*Excerpts from a dataset*
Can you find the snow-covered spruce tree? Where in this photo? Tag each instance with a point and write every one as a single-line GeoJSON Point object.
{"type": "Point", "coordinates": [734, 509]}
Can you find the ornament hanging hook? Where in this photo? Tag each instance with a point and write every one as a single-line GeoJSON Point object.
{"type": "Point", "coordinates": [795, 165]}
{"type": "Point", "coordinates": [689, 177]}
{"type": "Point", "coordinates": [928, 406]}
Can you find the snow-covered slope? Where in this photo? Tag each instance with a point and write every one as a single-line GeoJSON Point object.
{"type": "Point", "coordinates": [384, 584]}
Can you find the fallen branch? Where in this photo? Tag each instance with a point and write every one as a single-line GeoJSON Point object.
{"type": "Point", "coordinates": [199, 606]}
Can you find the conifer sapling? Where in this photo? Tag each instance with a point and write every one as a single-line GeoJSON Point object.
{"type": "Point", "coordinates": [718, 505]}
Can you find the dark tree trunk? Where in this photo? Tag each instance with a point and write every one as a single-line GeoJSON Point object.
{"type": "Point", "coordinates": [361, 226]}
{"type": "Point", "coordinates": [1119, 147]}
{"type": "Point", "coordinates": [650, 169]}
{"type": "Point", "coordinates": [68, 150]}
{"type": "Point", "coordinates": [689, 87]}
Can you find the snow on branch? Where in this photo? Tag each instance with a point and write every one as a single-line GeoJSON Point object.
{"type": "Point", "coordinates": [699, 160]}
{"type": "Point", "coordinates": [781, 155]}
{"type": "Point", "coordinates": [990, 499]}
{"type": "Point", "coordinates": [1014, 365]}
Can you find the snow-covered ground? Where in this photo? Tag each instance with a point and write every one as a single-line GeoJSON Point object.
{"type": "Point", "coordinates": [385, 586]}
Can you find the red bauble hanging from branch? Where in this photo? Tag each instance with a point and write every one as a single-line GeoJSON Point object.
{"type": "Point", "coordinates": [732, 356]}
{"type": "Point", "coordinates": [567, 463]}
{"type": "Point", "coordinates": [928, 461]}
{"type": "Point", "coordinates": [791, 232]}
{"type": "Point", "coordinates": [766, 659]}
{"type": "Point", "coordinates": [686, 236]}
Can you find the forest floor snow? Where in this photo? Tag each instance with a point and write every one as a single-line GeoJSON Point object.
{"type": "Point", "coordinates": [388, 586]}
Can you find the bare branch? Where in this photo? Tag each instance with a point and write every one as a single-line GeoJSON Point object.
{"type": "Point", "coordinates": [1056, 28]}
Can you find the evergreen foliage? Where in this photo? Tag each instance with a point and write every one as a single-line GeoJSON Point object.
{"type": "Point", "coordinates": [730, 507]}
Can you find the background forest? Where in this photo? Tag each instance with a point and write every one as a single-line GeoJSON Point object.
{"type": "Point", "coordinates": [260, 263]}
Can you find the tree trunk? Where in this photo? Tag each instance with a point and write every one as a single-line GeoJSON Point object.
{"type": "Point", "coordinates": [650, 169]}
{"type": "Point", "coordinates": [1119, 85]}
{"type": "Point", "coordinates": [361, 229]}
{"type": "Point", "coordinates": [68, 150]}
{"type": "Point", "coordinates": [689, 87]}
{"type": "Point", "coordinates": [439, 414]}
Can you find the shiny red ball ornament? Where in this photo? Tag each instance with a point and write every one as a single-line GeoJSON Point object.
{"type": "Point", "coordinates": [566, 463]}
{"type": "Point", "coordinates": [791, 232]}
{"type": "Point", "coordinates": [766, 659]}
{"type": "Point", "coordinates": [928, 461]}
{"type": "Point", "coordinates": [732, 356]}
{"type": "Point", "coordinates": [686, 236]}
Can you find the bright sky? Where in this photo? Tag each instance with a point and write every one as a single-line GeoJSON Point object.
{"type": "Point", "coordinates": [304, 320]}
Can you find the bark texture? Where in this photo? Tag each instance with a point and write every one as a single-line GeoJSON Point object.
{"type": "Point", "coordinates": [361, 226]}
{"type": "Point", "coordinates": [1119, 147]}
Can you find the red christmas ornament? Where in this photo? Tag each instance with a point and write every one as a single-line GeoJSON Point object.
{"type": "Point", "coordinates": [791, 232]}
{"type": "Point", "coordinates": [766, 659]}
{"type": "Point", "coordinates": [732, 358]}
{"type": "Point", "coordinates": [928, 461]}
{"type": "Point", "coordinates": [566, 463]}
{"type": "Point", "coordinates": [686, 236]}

*WORK ORDER*
When you reach the end of the data above, set it all down again unchanged.

*TASK RESULT*
Can you find the snow-covered spruce tree? Where in this photo? Tag each instance with a point and write every one as a single-line GeoJSON Point object.
{"type": "Point", "coordinates": [734, 509]}
Can you find the ornament hanging hook? Where in this photo? Tag each instance with a point and write every one as a single-line GeoJSON Point object.
{"type": "Point", "coordinates": [795, 165]}
{"type": "Point", "coordinates": [689, 177]}
{"type": "Point", "coordinates": [928, 406]}
Can you find the snow-covered slope? Where in this photo? Tag each instance with a point and write every one as a single-line GeoJSON Point object.
{"type": "Point", "coordinates": [384, 584]}
Can you find the fallen branch? Where in this photo? Tag each instance with a point and write every one as a single-line GeoJSON Point object.
{"type": "Point", "coordinates": [199, 606]}
Can you find the conifer sapling? Where in this photo? Tag each instance with a point and write every one as a single-line GeoJSON Point object.
{"type": "Point", "coordinates": [718, 505]}
Can you find the dark tree trunk? Where in this photo? Tag each instance with a point and write every one as a single-line GeoJSON Point object.
{"type": "Point", "coordinates": [361, 226]}
{"type": "Point", "coordinates": [1119, 147]}
{"type": "Point", "coordinates": [650, 169]}
{"type": "Point", "coordinates": [68, 150]}
{"type": "Point", "coordinates": [689, 87]}
Can you find the snow on branch? Where in this photo? Tag each instance with a point and write every one as a single-line GeoJSON Point object.
{"type": "Point", "coordinates": [699, 160]}
{"type": "Point", "coordinates": [781, 155]}
{"type": "Point", "coordinates": [990, 499]}
{"type": "Point", "coordinates": [1014, 365]}
Can you find the snow-covered ground? Where in this photo? Tag each instance with a point and write every one as a single-line GeoJSON Point object.
{"type": "Point", "coordinates": [385, 586]}
Can you find the red bauble hanging from branch? Where in this photo? Tag each instance with a point and write every one as a single-line GeoJSON Point object.
{"type": "Point", "coordinates": [732, 356]}
{"type": "Point", "coordinates": [567, 463]}
{"type": "Point", "coordinates": [928, 461]}
{"type": "Point", "coordinates": [791, 232]}
{"type": "Point", "coordinates": [766, 659]}
{"type": "Point", "coordinates": [686, 236]}
Can you find the forest floor snow? Where in this photo? Tag each instance with a point and write every one as a single-line GeoJSON Point object.
{"type": "Point", "coordinates": [388, 586]}
Can you find the bare branch? Where in this photo? Tag each instance with a point and write every one as a single-line GeoJSON Point object.
{"type": "Point", "coordinates": [1056, 28]}
Can you find the evergreen foliage? Where in this photo? Tag each instance with a point and write every one as a single-line GeoJSON Point object.
{"type": "Point", "coordinates": [730, 507]}
Can you find the background forest? Where in this photo? Tag each instance with a point and write every one as a single-line GeoJSON Point object.
{"type": "Point", "coordinates": [260, 263]}
Can you find the tree trunk? Where in this photo? Tag each instance with a point and write every one as a single-line GeoJSON Point object.
{"type": "Point", "coordinates": [650, 169]}
{"type": "Point", "coordinates": [1119, 85]}
{"type": "Point", "coordinates": [361, 229]}
{"type": "Point", "coordinates": [68, 150]}
{"type": "Point", "coordinates": [689, 87]}
{"type": "Point", "coordinates": [439, 414]}
Can you find the shiny red ball ornament? Where in this photo? Tag each instance with a point and write every one as a single-line GeoJSON Point object.
{"type": "Point", "coordinates": [566, 463]}
{"type": "Point", "coordinates": [791, 232]}
{"type": "Point", "coordinates": [766, 659]}
{"type": "Point", "coordinates": [928, 461]}
{"type": "Point", "coordinates": [732, 356]}
{"type": "Point", "coordinates": [686, 236]}
Can you find the bright sky? Where in this photo? Tag each instance with a point and write every one as a single-line GeoJSON Point object.
{"type": "Point", "coordinates": [304, 320]}
Can you find the bark texture? Where in this photo? Tag each instance with a point and write every one as a single-line GeoJSON Point object.
{"type": "Point", "coordinates": [361, 226]}
{"type": "Point", "coordinates": [1119, 147]}
Can you find the red christmas ornament? Where in this photo? Tag each instance with a point and write every one as a single-line GeoJSON Point object.
{"type": "Point", "coordinates": [791, 232]}
{"type": "Point", "coordinates": [766, 659]}
{"type": "Point", "coordinates": [732, 358]}
{"type": "Point", "coordinates": [928, 461]}
{"type": "Point", "coordinates": [566, 463]}
{"type": "Point", "coordinates": [686, 236]}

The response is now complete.